(Point localization data)
###

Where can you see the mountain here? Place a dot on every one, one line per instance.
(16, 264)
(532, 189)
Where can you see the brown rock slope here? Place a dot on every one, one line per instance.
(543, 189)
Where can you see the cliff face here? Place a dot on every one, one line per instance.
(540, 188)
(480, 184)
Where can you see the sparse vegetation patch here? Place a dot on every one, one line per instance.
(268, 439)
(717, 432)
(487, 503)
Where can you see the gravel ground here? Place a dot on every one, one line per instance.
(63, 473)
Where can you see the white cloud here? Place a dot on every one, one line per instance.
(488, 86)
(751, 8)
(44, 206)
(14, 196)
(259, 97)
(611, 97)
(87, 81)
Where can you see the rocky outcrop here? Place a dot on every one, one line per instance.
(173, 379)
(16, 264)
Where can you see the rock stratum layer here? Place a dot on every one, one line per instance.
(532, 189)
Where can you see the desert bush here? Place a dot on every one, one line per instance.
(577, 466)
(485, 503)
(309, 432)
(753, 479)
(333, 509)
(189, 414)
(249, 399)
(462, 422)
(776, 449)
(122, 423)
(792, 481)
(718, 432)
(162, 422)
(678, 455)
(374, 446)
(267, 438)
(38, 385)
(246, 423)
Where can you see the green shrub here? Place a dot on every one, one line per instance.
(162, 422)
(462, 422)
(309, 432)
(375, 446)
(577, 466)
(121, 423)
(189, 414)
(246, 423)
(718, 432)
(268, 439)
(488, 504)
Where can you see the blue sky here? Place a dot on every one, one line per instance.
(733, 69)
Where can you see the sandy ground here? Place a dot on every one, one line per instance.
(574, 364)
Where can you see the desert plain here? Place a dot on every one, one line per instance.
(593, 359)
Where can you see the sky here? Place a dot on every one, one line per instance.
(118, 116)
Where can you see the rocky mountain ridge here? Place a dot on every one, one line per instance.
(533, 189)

###

◆ **Work task**
Set down the entries again, exactly as they stand above.

◆ **Response area**
Where can you see the mountain here? Place a dot on every one, one line per instance.
(16, 264)
(532, 189)
Where can you see the brown rock slope here? Place a dot on every one, one line per instance.
(543, 189)
Where can you see the cliff face here? Place a dot on every one, one line per instance.
(540, 188)
(480, 184)
Where can you see the sparse vegetation patch here? Place a dot on every one, one line per instance.
(268, 439)
(717, 432)
(487, 503)
Where can you see the gravel ground here? Place a dot on every one, one line per instance.
(63, 473)
Where can you see the white cloud here? Place a dot on every one, one line per instance.
(488, 86)
(751, 8)
(44, 206)
(14, 196)
(259, 97)
(611, 97)
(87, 81)
Where can you see the rocky outcrop here? Place a dot on every one, one line per instance.
(173, 379)
(16, 264)
Where can you see the rock stratum layer here? Place a dot on every one, one line per instance.
(532, 189)
Where can you see the desert bush here? Place a dot on every one, one line per instance.
(577, 466)
(485, 503)
(309, 432)
(753, 479)
(333, 509)
(189, 414)
(249, 399)
(462, 422)
(776, 449)
(122, 423)
(792, 481)
(718, 432)
(162, 422)
(678, 455)
(374, 446)
(267, 438)
(38, 385)
(246, 423)
Where can you see the green shrub here? Place a dot on every one, one line per instance.
(162, 422)
(462, 422)
(309, 432)
(375, 446)
(577, 466)
(121, 423)
(189, 414)
(246, 423)
(718, 432)
(268, 439)
(488, 504)
Where can you see the blue sky here? Place a dot on every one, one line per instance.
(733, 69)
Where can you see the sandy ground here? Place a dot on every one, one line per instance.
(574, 364)
Where can you see the desert plain here? Place a dot on every one, one line per instance.
(593, 359)
Where can you see the sky here? Place a dot on every one, one line per instance.
(118, 116)
Where can you see the rocky mountain ridge here? Place a dot on every one, one line per instance.
(533, 189)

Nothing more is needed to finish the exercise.